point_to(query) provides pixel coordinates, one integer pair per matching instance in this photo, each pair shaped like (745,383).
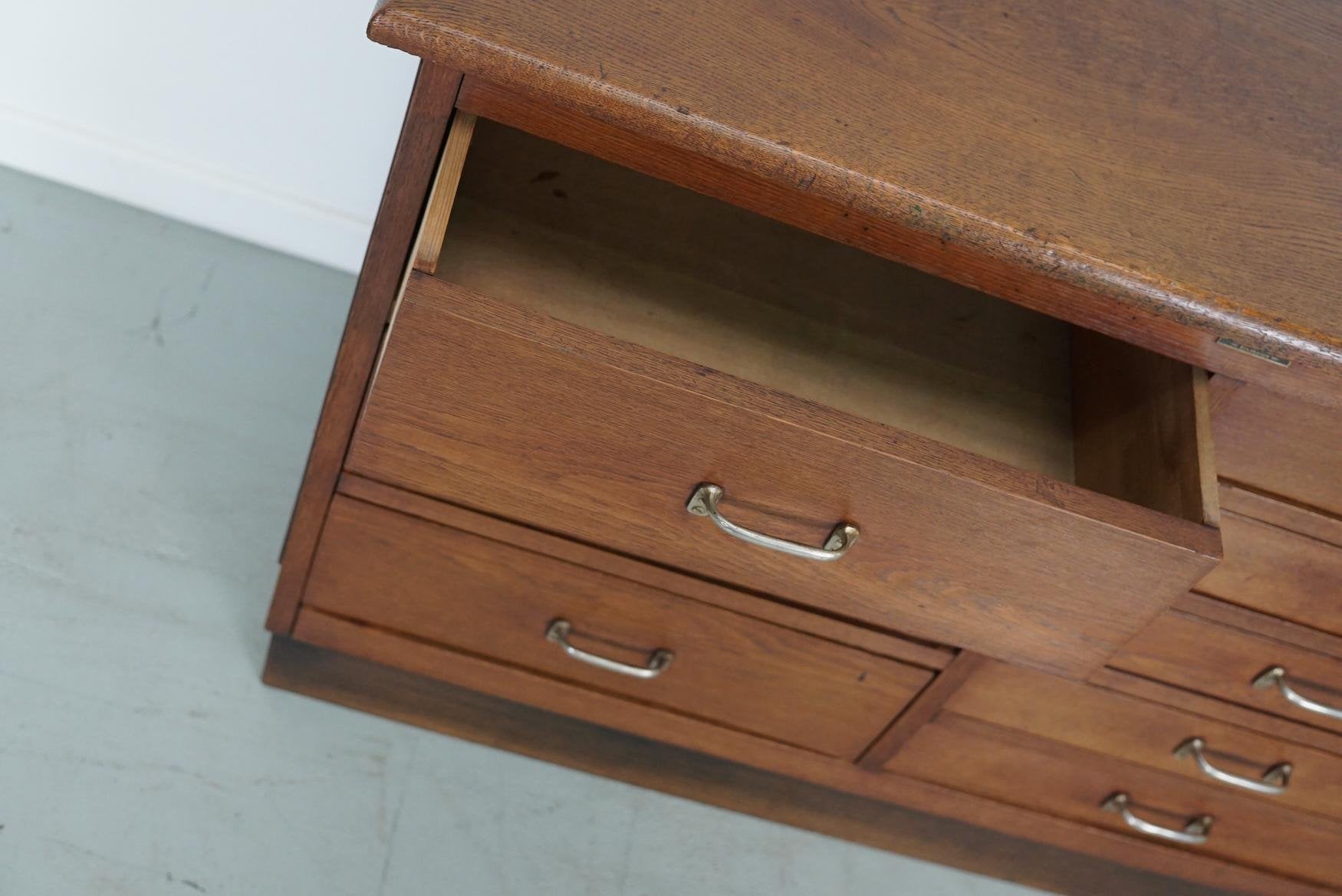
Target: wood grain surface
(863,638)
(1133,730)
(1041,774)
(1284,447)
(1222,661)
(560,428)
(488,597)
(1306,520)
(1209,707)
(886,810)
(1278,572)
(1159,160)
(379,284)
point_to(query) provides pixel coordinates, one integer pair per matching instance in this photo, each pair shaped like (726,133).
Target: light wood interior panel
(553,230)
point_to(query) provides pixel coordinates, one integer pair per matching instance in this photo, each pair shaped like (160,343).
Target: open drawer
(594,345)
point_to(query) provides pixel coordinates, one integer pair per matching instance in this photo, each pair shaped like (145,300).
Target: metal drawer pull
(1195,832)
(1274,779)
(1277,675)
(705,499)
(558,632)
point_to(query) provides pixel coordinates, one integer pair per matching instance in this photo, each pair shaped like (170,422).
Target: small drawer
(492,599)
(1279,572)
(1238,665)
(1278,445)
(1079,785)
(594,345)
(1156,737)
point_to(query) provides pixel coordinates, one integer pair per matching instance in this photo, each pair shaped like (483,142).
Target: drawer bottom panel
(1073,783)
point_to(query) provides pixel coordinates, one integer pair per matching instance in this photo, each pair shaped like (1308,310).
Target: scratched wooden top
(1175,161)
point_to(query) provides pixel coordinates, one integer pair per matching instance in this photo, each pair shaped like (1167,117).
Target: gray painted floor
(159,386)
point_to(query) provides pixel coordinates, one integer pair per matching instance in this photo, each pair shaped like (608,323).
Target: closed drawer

◆ What the exercise asks: Print every line of the material above exactly as it reads, skipping the pictures.

◆ Task result:
point_to(query) provides pixel coordinates, one integer pair per matching instance in this photo, each pair shaped like (745,383).
Target: wood grain surface
(863,638)
(1133,730)
(1041,774)
(1284,447)
(1222,661)
(560,428)
(488,597)
(1306,520)
(1209,707)
(886,810)
(1278,572)
(1159,160)
(379,284)
point_to(query) provides pixel coordinates, one integer pair per matching instance in this photo, each pair shaped like (726,133).
Target: light wood interior panel
(553,230)
point_to(query) provides pixel coordinates, one integer pair per matching instance in this photo, each pair shaped like (160,343).
Target: open drawer
(594,345)
point_to(query) provides pixel coordinates, one integer pair per matching instance in this photo, each pair shaped like (145,300).
Target: metal drawer pull
(1195,832)
(1274,779)
(1277,675)
(705,499)
(558,632)
point_to(query) provides pixel coordinates, one integer pair per matching instance in this photo, each pair shaped like (170,422).
Target: small drawer
(492,599)
(1279,572)
(1238,665)
(1278,445)
(1079,785)
(594,345)
(1156,737)
point_to(query) provides pixel coordinates, one integer pair per matching instance in this photo, each pair shaped like (483,142).
Target: drawer bottom panel
(1073,783)
point_to(query) provides pixel coordinates, one integer pair per matching instance in this photo, each pair shaped like (1308,310).
Target: scratched wooden top
(1175,161)
point_to(query) provides pixel coordinates, one integer pair per matching instance in this photo, each pair shaped like (1167,117).
Target: gray painted floor
(159,386)
point_to(query) provides pixel coordinates, one integer pair per matching instance in this photo, each pair shaped like (608,323).
Target: closed drawer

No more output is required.